> **Задания**
1. Перепишите целиком текст о Марке как военачальнике, ничего в нем не меняя.
2. Оформите строки записей в виде таблицы Markdown с двумя столбцами, «Номер» и «Строка записи». Начните с самой первой строки записей и остановитесь после строки, в которой есть «column 67, row 112». Обе границы включите, а пустые строки пропустите.

> **Текст**
┌──
Марк оказался военачальником лучшим [MH. II244], чем можно было бы от него ожидать. Требовавшееся главнокомандование было скорее моральным, нежели военным. Все дело было в том, чтобы предотвратить трения, а не отдавать конкретные приказы. Когда в 169 г. умер Луций, исчезло двойное правление.612 Задачи, стоявшие теперь перед Марком, требовали умения, верной оценки личностей, авторитета и примерно того, чего сегодня добивается генеральный штаб: единого плана действия. С этими задачами Марк справился, и в неудовлетворительном исходе дела его вины нет.
└──
> **Исходные записи**
┌──
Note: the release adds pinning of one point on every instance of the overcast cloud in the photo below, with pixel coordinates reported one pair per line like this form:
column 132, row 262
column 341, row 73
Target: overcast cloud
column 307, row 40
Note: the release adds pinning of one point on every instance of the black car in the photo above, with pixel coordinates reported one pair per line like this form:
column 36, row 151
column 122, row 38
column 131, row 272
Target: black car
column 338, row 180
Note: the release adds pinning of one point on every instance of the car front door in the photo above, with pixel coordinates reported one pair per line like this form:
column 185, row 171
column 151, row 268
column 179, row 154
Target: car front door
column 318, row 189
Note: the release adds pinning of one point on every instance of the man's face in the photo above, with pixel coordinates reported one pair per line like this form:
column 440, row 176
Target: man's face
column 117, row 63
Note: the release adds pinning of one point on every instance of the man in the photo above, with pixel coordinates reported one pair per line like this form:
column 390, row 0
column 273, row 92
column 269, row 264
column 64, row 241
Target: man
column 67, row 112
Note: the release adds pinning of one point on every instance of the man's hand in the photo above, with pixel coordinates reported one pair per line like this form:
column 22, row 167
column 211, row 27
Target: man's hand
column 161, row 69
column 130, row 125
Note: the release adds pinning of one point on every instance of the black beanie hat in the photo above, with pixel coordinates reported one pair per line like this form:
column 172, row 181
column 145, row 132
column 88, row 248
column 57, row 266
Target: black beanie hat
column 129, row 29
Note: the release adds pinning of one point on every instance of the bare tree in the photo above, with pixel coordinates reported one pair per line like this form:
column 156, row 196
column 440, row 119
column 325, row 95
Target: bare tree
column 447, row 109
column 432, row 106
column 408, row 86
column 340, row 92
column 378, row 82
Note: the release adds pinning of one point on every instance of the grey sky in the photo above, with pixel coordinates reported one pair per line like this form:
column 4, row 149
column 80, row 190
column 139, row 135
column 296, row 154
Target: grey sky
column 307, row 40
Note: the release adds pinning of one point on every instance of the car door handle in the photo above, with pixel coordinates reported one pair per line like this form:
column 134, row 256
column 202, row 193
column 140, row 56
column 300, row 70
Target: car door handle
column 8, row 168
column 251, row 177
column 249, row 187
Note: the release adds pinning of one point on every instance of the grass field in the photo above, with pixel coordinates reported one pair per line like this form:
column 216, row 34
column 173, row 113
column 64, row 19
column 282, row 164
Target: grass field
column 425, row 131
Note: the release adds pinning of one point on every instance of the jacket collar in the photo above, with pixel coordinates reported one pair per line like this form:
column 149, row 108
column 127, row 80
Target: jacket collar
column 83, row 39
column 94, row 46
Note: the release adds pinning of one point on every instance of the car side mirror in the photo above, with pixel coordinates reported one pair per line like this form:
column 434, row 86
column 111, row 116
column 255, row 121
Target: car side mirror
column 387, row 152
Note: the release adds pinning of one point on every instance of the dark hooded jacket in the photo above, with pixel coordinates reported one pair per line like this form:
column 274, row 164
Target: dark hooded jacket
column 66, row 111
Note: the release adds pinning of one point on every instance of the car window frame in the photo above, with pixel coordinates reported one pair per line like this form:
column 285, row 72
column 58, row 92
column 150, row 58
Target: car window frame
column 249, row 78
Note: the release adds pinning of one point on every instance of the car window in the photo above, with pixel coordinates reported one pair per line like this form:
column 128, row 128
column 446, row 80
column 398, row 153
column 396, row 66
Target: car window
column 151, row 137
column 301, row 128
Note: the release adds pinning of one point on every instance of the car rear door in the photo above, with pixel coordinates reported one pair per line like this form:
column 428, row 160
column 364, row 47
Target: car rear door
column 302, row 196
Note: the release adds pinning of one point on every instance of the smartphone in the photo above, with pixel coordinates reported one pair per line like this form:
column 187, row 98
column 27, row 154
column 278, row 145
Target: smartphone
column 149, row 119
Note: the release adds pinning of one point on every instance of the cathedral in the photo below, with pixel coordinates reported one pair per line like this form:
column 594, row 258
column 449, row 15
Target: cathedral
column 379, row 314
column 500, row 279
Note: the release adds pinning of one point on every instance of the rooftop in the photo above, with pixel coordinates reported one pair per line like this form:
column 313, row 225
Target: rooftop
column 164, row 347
└──
> **Ответы ниже**
1.
Марк оказался военачальником лучшим [MH. II244], чем можно было бы от него ожидать. Требовавшееся главнокомандование было скорее моральным, нежели военным. Все дело было в том, чтобы предотвратить трения, а не отдавать конкретные приказы. Когда в 169 г. умер Луций, исчезло двойное правление.612 Задачи, стоявшие теперь перед Марком, требовали умения, верной оценки личностей, авторитета и примерно того, чего сегодня добивается генеральный штаб: единого плана действия. С этими задачами Марк справился, и в неудовлетворительном исходе дела его вины нет.

2.
| Номер | Строка записи |
|---|---|
| 1 | Note: the release adds pinning of one point on every instance of the overcast cloud in the photo below, with pixel coordinates reported one pair per line like this form: |
| 2 | column 132, row 262 |
| 3 | column 341, row 73 |
| 4 | Target: overcast cloud |
| 5 | column 307, row 40 |
| 6 | Note: the release adds pinning of one point on every instance of the black car in the photo above, with pixel coordinates reported one pair per line like this form: |
| 7 | column 36, row 151 |
| 8 | column 122, row 38 |
| 9 | column 131, row 272 |
| 10 | Target: black car |
| 11 | column 338, row 180 |
| 12 | Note: the release adds pinning of one point on every instance of the car front door in the photo above, with pixel coordinates reported one pair per line like this form: |
| 13 | column 185, row 171 |
| 14 | column 151, row 268 |
| 15 | column 179, row 154 |
| 16 | Target: car front door |
| 17 | column 318, row 189 |
| 18 | Note: the release adds pinning of one point on every instance of the man's face in the photo above, with pixel coordinates reported one pair per line like this form: |
| 19 | column 440, row 176 |
| 20 | Target: man's face |
| 21 | column 117, row 63 |
| 22 | Note: the release adds pinning of one point on every instance of the man in the photo above, with pixel coordinates reported one pair per line like this form: |
| 23 | column 390, row 0 |
| 24 | column 273, row 92 |
| 25 | column 269, row 264 |
| 26 | column 64, row 241 |
| 27 | Target: man |
| 28 | column 67, row 112 |